Render every entry exactly as it appears.

• [MATERIAL]
----

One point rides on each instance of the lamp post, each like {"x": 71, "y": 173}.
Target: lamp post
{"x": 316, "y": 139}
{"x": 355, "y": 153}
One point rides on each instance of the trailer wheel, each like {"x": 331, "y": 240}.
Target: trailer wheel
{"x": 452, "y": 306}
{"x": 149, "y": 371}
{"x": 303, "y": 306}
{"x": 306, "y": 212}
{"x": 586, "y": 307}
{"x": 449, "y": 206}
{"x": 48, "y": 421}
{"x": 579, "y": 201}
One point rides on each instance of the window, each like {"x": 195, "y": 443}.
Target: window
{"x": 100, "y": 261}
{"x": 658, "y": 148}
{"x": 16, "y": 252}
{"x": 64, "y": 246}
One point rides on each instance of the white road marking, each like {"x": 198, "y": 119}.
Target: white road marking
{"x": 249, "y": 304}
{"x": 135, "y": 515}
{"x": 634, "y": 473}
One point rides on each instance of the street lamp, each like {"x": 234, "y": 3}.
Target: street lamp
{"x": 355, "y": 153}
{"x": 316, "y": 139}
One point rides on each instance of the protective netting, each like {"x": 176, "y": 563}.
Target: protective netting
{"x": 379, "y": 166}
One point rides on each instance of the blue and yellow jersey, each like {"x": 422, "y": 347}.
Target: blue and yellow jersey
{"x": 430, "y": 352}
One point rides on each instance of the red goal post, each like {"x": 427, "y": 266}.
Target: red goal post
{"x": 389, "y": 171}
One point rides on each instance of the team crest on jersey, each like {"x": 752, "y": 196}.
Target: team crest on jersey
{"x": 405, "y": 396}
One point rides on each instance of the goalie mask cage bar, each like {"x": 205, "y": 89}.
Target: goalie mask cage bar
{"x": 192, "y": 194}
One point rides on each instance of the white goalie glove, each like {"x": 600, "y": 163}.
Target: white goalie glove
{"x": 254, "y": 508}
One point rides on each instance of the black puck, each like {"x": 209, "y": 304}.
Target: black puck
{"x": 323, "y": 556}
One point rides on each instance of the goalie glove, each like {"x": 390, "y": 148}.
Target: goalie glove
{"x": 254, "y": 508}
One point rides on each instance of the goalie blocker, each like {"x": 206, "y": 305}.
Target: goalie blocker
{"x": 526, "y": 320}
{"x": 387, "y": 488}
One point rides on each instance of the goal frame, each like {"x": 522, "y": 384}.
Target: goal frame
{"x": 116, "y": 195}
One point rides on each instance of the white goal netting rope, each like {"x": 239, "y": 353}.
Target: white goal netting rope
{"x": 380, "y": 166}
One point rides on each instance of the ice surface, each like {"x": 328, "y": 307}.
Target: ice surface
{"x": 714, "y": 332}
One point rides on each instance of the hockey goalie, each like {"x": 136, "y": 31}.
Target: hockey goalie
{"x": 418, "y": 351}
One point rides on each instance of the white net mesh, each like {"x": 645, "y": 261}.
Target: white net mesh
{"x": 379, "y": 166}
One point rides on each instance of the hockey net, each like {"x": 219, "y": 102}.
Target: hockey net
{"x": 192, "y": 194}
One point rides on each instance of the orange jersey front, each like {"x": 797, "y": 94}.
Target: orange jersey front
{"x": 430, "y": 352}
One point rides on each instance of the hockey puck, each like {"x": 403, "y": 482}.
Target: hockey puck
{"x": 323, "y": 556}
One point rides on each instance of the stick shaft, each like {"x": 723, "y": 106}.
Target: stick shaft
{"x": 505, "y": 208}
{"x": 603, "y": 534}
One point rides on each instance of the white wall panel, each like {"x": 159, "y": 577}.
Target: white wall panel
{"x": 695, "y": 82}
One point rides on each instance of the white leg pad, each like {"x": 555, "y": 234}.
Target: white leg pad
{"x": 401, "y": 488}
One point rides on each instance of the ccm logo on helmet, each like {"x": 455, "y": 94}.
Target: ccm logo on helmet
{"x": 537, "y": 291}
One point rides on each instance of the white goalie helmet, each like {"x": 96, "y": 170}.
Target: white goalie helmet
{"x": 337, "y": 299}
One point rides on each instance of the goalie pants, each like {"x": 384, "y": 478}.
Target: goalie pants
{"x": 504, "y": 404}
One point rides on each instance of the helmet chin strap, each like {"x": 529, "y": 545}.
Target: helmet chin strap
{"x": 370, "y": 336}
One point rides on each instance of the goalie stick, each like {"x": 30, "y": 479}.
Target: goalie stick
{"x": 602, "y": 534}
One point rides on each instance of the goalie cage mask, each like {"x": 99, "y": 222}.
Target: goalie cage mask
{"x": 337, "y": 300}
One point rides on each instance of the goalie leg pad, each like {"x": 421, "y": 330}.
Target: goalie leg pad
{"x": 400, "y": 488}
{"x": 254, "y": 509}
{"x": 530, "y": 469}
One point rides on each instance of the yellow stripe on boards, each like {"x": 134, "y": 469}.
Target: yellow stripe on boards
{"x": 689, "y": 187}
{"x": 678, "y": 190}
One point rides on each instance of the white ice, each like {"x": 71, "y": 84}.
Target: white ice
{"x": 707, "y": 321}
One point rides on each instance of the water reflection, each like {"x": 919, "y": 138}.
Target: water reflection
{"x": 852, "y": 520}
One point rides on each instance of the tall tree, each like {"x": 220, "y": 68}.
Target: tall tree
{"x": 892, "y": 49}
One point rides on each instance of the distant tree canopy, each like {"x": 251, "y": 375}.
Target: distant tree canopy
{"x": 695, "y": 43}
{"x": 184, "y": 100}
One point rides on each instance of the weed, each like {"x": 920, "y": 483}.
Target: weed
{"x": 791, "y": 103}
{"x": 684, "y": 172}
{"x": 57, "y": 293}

----

• [RESULT BELOW]
One point rides on each instance of the lamp post, each like {"x": 71, "y": 173}.
Target: lamp post
{"x": 316, "y": 139}
{"x": 355, "y": 153}
One point rides on each instance of the trailer wheel, each like {"x": 331, "y": 240}.
Target: trailer wheel
{"x": 452, "y": 306}
{"x": 149, "y": 371}
{"x": 303, "y": 306}
{"x": 306, "y": 212}
{"x": 586, "y": 307}
{"x": 449, "y": 206}
{"x": 48, "y": 421}
{"x": 579, "y": 201}
One point rides on each instance of the window, each like {"x": 195, "y": 443}.
Target: window
{"x": 100, "y": 261}
{"x": 658, "y": 148}
{"x": 16, "y": 252}
{"x": 64, "y": 246}
One point rides on each instance of the white road marking, each like {"x": 198, "y": 119}.
Target: white road marking
{"x": 249, "y": 304}
{"x": 135, "y": 515}
{"x": 634, "y": 473}
One point rides on each instance of the street lamp, each like {"x": 234, "y": 3}.
Target: street lamp
{"x": 355, "y": 153}
{"x": 316, "y": 139}
One point rides on each instance of the protective netting, each like {"x": 176, "y": 563}.
Target: protective netting
{"x": 379, "y": 166}
One point rides on each instance of the blue and yellow jersey, each like {"x": 422, "y": 347}.
Target: blue and yellow jersey
{"x": 430, "y": 352}
One point rides on each instance of the red goal post, each like {"x": 427, "y": 266}.
Target: red goal post
{"x": 389, "y": 171}
One point rides on each instance of the team crest on jersey, each like {"x": 752, "y": 196}.
Target: team crest on jersey
{"x": 405, "y": 396}
One point rides on each instance of the goalie mask cage bar, each like {"x": 205, "y": 89}.
Target: goalie mask cage bar
{"x": 192, "y": 194}
One point rides on each instance of the white goalie glove, each like {"x": 600, "y": 163}.
Target: white goalie glove
{"x": 254, "y": 508}
One point rides on each instance of the black puck, each like {"x": 209, "y": 304}.
Target: black puck
{"x": 323, "y": 556}
One point rides on each instance of the goalie glove, each like {"x": 390, "y": 148}.
Target: goalie glove
{"x": 254, "y": 508}
One point rides on each instance of the goalie blocker, each like {"x": 206, "y": 305}.
Target: goalie blocker
{"x": 526, "y": 320}
{"x": 387, "y": 488}
One point rides on each instance of the goal frame, each like {"x": 522, "y": 384}.
Target: goal frame
{"x": 116, "y": 195}
One point rides on each instance of the white goal netting rope, each like {"x": 239, "y": 353}.
Target: white goal netting rope
{"x": 380, "y": 166}
One point rides on each instance of the ice surface, each like {"x": 328, "y": 307}.
Target: ice surface
{"x": 714, "y": 332}
One point rides on each instance of the hockey goalie, each like {"x": 136, "y": 31}.
Target: hockey goalie
{"x": 418, "y": 351}
One point rides on each instance of the white net mesh, each like {"x": 645, "y": 261}.
Target: white net mesh
{"x": 379, "y": 166}
One point rides on each instance of the hockey net, each like {"x": 219, "y": 102}.
Target: hockey net
{"x": 192, "y": 194}
One point rides on each instance of the orange jersey front, each like {"x": 797, "y": 94}.
Target: orange jersey front
{"x": 430, "y": 352}
One point rides on each instance of the hockey puck, each like {"x": 403, "y": 482}.
Target: hockey puck
{"x": 323, "y": 556}
One point rides on each instance of the stick shaft, each like {"x": 723, "y": 106}.
Target: stick shaft
{"x": 505, "y": 208}
{"x": 603, "y": 534}
One point rides on each instance of the white wall panel, each like {"x": 159, "y": 577}.
Target: white wall panel
{"x": 695, "y": 82}
One point rides on each instance of the white leg pad, each like {"x": 555, "y": 234}.
Target: white leg pad
{"x": 401, "y": 488}
One point rides on each instance of the ccm logo on helmet, each like {"x": 455, "y": 94}.
Target: ccm logo on helmet
{"x": 537, "y": 291}
One point rides on each instance of the white goalie helmet, each like {"x": 96, "y": 170}.
Target: white goalie helmet
{"x": 337, "y": 299}
One point rides on each instance of the goalie pants, each like {"x": 384, "y": 478}.
Target: goalie pants
{"x": 504, "y": 404}
One point rides on each instance of the helmet chin strap, each like {"x": 529, "y": 545}.
Target: helmet chin strap
{"x": 370, "y": 336}
One point rides on each instance of the goalie stick, each like {"x": 30, "y": 479}.
Target: goalie stick
{"x": 602, "y": 534}
One point rides on each instance of the goalie cage mask, each like {"x": 99, "y": 222}.
Target: goalie cage mask
{"x": 337, "y": 300}
One point rides on each instance of the goalie leg pad, each like {"x": 421, "y": 330}.
Target: goalie leg pad
{"x": 400, "y": 488}
{"x": 254, "y": 509}
{"x": 530, "y": 469}
One point rides on each instance of the yellow stripe on boards, each like {"x": 134, "y": 469}.
Target: yellow stripe on boards
{"x": 689, "y": 187}
{"x": 678, "y": 190}
One point rides on each instance of the white ice, each like {"x": 71, "y": 84}.
Target: white ice
{"x": 707, "y": 321}
One point rides on each instance of the water reflection, each like {"x": 919, "y": 138}.
Target: water reflection
{"x": 852, "y": 520}
One point rides on each instance of the tall tree, each like {"x": 220, "y": 68}.
Target: tall tree
{"x": 892, "y": 49}
One point rides on each instance of the distant tree canopy, each like {"x": 251, "y": 375}.
Target: distant tree canopy
{"x": 695, "y": 43}
{"x": 184, "y": 100}
One point rides on each instance of the weed, each like {"x": 920, "y": 483}.
Target: weed
{"x": 791, "y": 103}
{"x": 684, "y": 172}
{"x": 57, "y": 293}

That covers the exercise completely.